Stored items
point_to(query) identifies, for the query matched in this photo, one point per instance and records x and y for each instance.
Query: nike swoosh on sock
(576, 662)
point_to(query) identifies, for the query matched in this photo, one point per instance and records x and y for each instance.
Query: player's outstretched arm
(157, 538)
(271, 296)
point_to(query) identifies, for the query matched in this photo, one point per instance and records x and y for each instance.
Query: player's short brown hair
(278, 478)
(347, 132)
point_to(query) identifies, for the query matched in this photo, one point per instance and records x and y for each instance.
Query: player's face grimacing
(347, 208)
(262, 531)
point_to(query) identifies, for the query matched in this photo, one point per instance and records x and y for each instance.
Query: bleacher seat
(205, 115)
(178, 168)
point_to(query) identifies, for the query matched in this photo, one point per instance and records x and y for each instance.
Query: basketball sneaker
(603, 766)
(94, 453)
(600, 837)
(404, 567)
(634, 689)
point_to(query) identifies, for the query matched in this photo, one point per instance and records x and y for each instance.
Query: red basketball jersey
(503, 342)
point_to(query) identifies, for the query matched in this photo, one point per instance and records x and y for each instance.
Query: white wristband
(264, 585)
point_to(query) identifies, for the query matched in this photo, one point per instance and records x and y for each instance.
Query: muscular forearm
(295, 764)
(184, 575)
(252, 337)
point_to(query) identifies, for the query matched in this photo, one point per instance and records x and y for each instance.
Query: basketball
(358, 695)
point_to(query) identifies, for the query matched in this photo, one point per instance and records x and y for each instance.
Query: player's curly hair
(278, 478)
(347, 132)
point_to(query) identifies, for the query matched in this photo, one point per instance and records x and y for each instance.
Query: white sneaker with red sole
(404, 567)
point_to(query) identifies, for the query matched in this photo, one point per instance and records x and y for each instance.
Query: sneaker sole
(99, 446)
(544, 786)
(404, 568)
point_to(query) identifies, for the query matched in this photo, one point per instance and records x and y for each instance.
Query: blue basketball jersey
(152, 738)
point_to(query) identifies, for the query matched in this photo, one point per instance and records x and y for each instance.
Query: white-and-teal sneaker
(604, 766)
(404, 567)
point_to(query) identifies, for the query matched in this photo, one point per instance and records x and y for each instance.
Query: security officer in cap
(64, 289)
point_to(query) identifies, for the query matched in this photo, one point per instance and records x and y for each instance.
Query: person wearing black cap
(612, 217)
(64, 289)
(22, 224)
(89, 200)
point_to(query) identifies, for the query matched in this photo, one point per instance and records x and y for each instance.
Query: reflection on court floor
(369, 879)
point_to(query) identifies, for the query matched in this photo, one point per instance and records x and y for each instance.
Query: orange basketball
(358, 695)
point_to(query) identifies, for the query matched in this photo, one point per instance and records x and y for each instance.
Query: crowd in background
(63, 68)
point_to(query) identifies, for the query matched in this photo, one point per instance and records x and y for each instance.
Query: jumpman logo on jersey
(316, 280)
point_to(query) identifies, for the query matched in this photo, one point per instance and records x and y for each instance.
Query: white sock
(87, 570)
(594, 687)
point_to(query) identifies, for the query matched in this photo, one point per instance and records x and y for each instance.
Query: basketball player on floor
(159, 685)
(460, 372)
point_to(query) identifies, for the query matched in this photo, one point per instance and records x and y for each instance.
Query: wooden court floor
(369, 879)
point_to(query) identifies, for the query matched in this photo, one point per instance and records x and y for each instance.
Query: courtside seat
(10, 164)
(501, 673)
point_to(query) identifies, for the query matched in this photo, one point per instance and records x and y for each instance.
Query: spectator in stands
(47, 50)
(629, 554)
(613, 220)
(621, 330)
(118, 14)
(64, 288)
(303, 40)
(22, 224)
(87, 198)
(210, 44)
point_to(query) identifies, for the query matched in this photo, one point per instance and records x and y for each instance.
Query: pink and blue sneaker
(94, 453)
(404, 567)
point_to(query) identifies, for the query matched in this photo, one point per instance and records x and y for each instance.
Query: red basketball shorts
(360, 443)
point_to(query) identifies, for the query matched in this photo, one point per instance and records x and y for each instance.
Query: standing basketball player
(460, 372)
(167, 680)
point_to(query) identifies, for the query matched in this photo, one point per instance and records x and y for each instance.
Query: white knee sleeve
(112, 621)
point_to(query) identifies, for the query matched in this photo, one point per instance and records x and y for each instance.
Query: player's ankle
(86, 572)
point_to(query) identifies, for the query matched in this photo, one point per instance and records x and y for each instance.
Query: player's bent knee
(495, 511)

Your assignment
Return all of the entries exactly as they were supplied.

Written response
point_to(query) identifies, for the query matched in this photo, one point per instance and records x and y for each instance.
Query: nike swoosh on sock
(576, 662)
point_to(query) identifies, for the query matched in this photo, one point per instance and records x and y for each instance.
Query: player's outstretched arm
(157, 538)
(271, 296)
point_to(query) identifies, for the query matched in this photo, one point per instance and records x and y for each instance.
Query: player's short brown hair
(278, 478)
(347, 132)
point_to(query) identifies, for the query matched in this photo, one point per instance and records x and y for each instance.
Query: player's face grimacing
(347, 208)
(262, 531)
point_to(query) identifies, for the query matched in this photo, one point per instance and records x and y for each instance.
Query: bleacher seat
(205, 115)
(178, 168)
point_to(query) identifies, for the query matched in this photo, one point per instance and records x and y for each instance.
Query: basketball sneaker
(603, 766)
(94, 453)
(600, 837)
(404, 567)
(634, 689)
point_to(query) identifies, for the query matched in this photo, one point per instance and records x and y for each instance.
Query: red basketball jersey
(503, 342)
point_to(query) identifies, for the query matched in this photo, one point per instance and records x and y for each instance.
Query: white wristband
(264, 585)
point_to(query) identifies, for the query matched in this photo, one point per instance and records x and y for each instance.
Query: muscular forearm
(295, 764)
(184, 575)
(252, 337)
point_to(query) identifies, for the query matched in this photo, one point per instance and records x and y for each instance.
Query: basketball
(358, 695)
point_to(query) identifies, for the query matched in this photo, one point per instance and records x and y for each instance.
Query: player's curly hair
(278, 478)
(347, 132)
point_to(query) identifies, for the query matched in this photo, one point per instance and records x and y for each instance.
Query: white sneaker with red sole
(404, 567)
point_to(query) identifies, for the query matched in this photo, one point per instance and records x and y for each instance.
Query: sneaker sole
(99, 446)
(544, 786)
(404, 568)
point_to(query) identifies, for the query matched in this photo, one point per instance and records x and y for each instance.
Query: blue basketball jersey
(152, 738)
point_to(query) identifies, for the query matched in this photo, one point per instance and records x and y for each instance.
Query: white-and-teal sneaker
(604, 766)
(404, 567)
point_to(query) identifies, for the query matched in this photo, one point per instance and records x and y for each instance.
Query: security officer in cap
(64, 289)
point_to(query) identifies, for the query matched in this photo, one point per instance and records x and y for each instance.
Query: person wearing black cap
(612, 217)
(64, 289)
(22, 224)
(89, 200)
point_to(query) identifies, for the query matched in this photo, one point per instance and records x and y for each instance.
Query: reflection on court floor
(369, 879)
point_to(query) identifies, for the query matched in this photo, one point per instance and records x and y for each instance.
Query: orange basketball
(358, 695)
point_to(query) identifies, for the query matched in this photo, one point per instance and records x and y for each instance.
Query: crowd in background
(63, 68)
point_to(query) identifies, for the query matched in this photo, one point per instance and records x and y for each instance.
Query: jumpman logo on jersey
(316, 280)
point_to(query) identifies, for the query matched in this photo, one point per instance and records x and y for each instance.
Query: white sock
(87, 570)
(594, 687)
point_to(query) identifies, for the query matched in this photo, one point per instance and records x and y for each instance.
Query: basketball player on floor
(159, 685)
(460, 372)
point_to(query) identifies, for the query matched in this photo, one point per instance and records x and y for each instance.
Query: wooden court floor
(369, 879)
point_to(query) identifies, for the query matched in this photo, one point per instance and records x and y for each instance.
Query: courtside seat
(10, 164)
(501, 673)
point_to(query) identifies, for the query matched in this photo, one point per instance and records x and y for each instance.
Query: spectator in stands
(47, 50)
(629, 554)
(613, 220)
(621, 330)
(118, 14)
(64, 288)
(303, 40)
(22, 224)
(87, 198)
(210, 44)
point_to(query) identifies, for the query matched in this photo, one point per instance and records x and y for each instance.
Query: pink and blue sneaker
(94, 453)
(404, 567)
point_to(query) identifies, for the query matched in this photo, one point per instance and records x and y for each instance.
Query: red basketball shorts
(360, 443)
point_to(query) identifies, for the query matched in this photo, one point per instance and records x and y for each instance.
Query: standing basketball player
(460, 372)
(167, 680)
point_to(query) identifies, for the query matched in this photo, one point per instance and records x and y for each instance.
Query: white knee sleeve
(112, 621)
point_to(query) identifies, for the query matched in this photo, one point per instance and records x and y for each instance.
Query: player's ankle
(86, 572)
point_to(query) identifies, for the query matched in this photo, one point per instance and records x and y for each instance.
Query: player's bent knee
(495, 511)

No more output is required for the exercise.